_TASK STATEMENT_
Write each line word for word, from the line that contains "the black necktie" through the last line of the material below.

* Start INPUT RECORDS *

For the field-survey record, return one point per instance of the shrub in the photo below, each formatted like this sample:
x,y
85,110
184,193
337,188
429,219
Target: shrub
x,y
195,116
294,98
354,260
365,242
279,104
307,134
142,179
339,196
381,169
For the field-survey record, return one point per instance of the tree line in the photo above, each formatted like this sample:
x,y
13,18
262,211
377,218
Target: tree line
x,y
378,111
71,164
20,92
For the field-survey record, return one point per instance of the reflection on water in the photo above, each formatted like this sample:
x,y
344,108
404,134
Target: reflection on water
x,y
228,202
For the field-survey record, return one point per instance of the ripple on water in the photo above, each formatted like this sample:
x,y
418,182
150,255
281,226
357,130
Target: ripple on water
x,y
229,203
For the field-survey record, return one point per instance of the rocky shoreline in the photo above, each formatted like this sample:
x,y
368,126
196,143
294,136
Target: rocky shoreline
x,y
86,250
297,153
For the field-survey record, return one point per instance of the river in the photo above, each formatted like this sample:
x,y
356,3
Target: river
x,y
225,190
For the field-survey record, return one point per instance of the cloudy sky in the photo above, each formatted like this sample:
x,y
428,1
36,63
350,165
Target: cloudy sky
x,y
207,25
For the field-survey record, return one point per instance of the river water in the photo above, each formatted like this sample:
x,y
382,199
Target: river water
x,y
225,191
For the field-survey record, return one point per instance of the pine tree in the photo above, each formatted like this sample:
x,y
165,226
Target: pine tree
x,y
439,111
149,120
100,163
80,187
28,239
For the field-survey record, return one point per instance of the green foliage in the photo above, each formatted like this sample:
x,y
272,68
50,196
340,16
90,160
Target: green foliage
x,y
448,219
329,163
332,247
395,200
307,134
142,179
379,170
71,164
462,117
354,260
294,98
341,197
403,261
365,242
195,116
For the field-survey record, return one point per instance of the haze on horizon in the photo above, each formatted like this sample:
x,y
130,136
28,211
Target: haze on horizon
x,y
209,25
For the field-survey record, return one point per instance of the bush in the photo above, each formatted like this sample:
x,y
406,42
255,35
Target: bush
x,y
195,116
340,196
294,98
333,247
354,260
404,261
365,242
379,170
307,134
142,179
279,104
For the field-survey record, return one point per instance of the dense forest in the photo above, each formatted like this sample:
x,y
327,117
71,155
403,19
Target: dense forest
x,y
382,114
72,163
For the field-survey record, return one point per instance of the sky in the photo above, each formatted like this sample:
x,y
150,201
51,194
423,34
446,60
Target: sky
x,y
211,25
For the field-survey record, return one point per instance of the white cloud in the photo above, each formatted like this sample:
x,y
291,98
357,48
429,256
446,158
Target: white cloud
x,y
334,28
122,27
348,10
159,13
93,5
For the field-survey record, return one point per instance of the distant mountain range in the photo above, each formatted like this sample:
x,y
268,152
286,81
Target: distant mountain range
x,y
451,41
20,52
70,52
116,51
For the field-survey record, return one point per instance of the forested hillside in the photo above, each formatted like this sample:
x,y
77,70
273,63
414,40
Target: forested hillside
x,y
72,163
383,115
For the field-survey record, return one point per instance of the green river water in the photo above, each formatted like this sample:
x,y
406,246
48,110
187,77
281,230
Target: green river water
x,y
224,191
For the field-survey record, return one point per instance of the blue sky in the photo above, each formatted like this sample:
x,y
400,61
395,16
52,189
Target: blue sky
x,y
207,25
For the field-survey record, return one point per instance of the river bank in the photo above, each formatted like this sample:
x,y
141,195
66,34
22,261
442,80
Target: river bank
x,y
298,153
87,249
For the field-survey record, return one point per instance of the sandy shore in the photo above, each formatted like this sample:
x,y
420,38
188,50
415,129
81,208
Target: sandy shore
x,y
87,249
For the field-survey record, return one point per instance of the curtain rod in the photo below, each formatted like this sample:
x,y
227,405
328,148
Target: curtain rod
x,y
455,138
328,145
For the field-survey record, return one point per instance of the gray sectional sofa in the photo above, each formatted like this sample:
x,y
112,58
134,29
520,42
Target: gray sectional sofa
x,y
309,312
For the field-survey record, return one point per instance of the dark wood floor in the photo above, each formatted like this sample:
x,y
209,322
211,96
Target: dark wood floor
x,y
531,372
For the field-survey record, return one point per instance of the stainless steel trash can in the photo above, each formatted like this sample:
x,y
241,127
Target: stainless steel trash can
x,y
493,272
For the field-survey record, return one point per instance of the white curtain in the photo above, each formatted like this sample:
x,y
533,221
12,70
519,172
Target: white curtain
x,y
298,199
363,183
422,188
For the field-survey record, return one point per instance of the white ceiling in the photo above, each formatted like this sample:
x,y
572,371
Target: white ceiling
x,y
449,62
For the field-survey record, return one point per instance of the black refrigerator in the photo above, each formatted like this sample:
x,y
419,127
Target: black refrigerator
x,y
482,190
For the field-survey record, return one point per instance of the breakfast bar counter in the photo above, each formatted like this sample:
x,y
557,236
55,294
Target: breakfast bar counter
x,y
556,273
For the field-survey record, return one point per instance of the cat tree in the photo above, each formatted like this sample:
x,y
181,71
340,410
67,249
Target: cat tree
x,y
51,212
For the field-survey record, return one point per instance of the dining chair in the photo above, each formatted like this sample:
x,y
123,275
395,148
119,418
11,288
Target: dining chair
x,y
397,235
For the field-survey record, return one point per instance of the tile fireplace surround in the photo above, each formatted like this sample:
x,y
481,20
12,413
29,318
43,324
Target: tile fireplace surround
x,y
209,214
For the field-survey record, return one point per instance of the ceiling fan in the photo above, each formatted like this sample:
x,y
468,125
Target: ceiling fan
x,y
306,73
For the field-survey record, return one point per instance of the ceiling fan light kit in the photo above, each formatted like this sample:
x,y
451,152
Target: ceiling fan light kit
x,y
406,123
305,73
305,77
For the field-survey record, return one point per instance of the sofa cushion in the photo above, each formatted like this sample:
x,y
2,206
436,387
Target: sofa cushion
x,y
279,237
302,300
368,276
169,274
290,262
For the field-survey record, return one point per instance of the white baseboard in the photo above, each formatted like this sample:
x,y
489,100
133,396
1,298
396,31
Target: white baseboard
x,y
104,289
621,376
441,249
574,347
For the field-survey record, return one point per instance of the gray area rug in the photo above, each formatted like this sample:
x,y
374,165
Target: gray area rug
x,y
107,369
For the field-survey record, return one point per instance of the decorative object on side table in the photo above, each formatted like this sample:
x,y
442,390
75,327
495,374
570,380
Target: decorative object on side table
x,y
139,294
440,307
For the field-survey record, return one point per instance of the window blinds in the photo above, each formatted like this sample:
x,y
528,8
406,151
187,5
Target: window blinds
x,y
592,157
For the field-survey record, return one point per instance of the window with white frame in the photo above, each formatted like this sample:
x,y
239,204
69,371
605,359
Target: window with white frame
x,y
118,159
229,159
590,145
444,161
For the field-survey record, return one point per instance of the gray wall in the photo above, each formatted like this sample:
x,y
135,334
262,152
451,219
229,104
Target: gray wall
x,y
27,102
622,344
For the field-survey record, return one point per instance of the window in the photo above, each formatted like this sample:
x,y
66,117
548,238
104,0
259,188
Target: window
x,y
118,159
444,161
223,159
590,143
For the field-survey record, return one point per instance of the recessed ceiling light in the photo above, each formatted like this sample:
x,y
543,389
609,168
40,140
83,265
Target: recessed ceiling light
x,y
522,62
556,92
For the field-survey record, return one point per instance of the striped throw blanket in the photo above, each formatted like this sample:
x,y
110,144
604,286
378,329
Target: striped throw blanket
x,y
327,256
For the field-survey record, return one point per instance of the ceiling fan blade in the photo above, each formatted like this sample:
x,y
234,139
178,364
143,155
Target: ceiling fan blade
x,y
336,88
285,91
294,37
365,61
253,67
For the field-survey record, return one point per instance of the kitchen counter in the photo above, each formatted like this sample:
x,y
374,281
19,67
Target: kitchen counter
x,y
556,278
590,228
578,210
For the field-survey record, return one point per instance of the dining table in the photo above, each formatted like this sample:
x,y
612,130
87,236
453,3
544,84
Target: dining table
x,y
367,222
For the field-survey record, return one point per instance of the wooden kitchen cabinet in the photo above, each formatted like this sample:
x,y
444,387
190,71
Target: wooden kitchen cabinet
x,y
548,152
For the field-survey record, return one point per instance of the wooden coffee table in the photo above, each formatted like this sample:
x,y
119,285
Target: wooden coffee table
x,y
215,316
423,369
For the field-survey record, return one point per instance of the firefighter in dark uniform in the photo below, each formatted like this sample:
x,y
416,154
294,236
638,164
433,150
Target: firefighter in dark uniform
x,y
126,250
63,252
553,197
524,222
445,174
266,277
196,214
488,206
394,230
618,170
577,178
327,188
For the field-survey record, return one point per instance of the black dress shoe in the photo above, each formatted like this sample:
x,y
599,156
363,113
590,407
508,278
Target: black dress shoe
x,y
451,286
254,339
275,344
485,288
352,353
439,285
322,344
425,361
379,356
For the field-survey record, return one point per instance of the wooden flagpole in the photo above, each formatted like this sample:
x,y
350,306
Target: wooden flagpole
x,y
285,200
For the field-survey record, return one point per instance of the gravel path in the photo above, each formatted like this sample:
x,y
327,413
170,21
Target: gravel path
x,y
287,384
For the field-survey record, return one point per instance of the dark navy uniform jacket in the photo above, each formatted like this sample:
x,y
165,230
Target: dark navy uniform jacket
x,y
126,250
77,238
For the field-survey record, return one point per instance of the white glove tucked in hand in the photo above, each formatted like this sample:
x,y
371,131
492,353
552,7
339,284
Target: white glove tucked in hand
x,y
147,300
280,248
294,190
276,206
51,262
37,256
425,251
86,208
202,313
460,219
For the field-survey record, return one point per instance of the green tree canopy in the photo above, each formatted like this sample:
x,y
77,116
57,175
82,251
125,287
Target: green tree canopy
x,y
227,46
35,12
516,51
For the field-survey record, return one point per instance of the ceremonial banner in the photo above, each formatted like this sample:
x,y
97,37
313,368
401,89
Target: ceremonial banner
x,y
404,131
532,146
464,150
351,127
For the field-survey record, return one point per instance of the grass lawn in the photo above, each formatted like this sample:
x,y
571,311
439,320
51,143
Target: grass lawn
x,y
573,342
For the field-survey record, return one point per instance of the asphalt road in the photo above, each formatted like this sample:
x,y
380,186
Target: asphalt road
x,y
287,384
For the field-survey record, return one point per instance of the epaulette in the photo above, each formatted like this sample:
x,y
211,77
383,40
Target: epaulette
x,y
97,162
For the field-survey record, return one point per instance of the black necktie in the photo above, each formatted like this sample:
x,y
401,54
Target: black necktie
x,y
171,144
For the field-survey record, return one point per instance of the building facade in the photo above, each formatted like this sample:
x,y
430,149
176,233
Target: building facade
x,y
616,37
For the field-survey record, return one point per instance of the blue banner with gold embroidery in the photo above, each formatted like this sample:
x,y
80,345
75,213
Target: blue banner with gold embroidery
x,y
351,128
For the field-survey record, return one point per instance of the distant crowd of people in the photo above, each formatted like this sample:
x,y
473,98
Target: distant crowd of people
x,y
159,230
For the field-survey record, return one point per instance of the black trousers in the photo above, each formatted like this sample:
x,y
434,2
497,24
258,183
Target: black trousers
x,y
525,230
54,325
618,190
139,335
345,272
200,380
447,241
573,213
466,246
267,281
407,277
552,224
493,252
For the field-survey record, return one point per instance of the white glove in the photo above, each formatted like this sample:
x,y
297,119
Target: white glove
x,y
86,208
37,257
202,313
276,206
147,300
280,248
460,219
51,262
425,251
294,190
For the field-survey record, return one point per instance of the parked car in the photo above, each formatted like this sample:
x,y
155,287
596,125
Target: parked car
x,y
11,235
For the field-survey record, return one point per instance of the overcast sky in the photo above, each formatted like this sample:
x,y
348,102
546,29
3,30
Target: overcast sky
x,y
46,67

* End INPUT RECORDS *

_OUTPUT BELOW_
For the field-survey record, return one point per instance of the black necktie in the photo above, each formatted like this sample:
x,y
401,54
Target: black necktie
x,y
171,144
For the field-survey record, return one point per instance of the building facade in the photo above, each formatted like this sample:
x,y
430,149
176,233
Target: building facade
x,y
616,37
For the field-survey record, return one point per instance of the blue banner with gold embroidery in the photo above, each formatted like this sample:
x,y
80,345
75,213
Target: blue banner with gold embroidery
x,y
351,128
For the field-survey record, return one point per instance of the distant crowd of people in the photo above, each formatted like this sample:
x,y
473,98
Target: distant crowd of people
x,y
159,230
For the field-survey record, return one point per instance of the black trousers in the photo above, each formatted like this sample:
x,y
434,2
497,24
258,183
Target: black trousers
x,y
525,230
54,325
618,190
139,335
345,272
200,380
447,241
573,213
466,246
267,281
407,277
552,224
493,252
For the field-survey record, return one point per instance of the white glove in the photo above, each formatted like this sample:
x,y
297,119
Target: white glove
x,y
86,208
37,257
202,313
276,206
147,300
280,248
460,219
51,262
425,251
294,190
For the field-survey record, return one point per instance of the parked car in the photo above, each formatted like this sample:
x,y
155,287
596,125
Target: parked car
x,y
11,235
For the field-survey record, return one point per instance of the overcast sky in the photo above, each formatted like this sample:
x,y
348,102
546,29
3,30
Target: overcast sky
x,y
46,67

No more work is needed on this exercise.